(WHAT THE TASK ASKS) Copying exactly, give the lines in the material below from the one with "job | pin one point per instance of the police" to the one with "job | pin one point per instance of the black trousers", ends included, and nothing besides.

(DATA PROVIDED)

*** Begin section ***

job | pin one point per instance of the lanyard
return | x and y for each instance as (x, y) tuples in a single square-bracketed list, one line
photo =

*** End section ***
*** Begin section ***

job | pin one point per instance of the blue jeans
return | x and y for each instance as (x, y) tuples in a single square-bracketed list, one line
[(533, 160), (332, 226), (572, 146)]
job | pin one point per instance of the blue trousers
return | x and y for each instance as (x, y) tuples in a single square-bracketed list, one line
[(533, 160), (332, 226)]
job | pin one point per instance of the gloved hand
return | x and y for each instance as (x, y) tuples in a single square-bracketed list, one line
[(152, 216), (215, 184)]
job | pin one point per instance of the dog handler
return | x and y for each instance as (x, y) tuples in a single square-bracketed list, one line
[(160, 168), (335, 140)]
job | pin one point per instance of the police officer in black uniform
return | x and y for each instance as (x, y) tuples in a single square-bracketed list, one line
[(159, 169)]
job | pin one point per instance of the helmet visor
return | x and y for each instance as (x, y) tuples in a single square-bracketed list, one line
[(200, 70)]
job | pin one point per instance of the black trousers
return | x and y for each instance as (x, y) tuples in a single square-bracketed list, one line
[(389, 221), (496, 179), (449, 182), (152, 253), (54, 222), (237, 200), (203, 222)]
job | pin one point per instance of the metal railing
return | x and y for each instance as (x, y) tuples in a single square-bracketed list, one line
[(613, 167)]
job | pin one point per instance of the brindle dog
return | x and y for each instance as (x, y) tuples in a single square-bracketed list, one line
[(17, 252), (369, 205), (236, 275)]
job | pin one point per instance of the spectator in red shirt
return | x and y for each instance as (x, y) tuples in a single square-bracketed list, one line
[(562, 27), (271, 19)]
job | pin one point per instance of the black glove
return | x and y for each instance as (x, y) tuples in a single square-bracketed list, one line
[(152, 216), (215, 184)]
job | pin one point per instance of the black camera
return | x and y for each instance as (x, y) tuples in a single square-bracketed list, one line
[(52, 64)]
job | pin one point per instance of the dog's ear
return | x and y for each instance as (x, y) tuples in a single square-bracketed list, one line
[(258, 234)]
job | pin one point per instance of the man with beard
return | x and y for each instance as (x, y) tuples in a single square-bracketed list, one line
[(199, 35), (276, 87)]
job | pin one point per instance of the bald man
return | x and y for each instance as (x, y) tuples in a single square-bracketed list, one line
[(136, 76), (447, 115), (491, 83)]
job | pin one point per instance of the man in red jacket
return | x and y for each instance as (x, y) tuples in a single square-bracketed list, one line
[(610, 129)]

*** End section ***

(RESPONSE AREA)
job | pin one point per instance of the police officer in black uniform
return | x and y for each instance as (x, y) tuples in a single square-bracketed list, one line
[(159, 169)]
job | pin one point per instance of the helmet visor
return | x and y for each instance as (x, y) tuples in a single square-bracketed list, one line
[(200, 70)]
job | pin one point per instance of the black trousers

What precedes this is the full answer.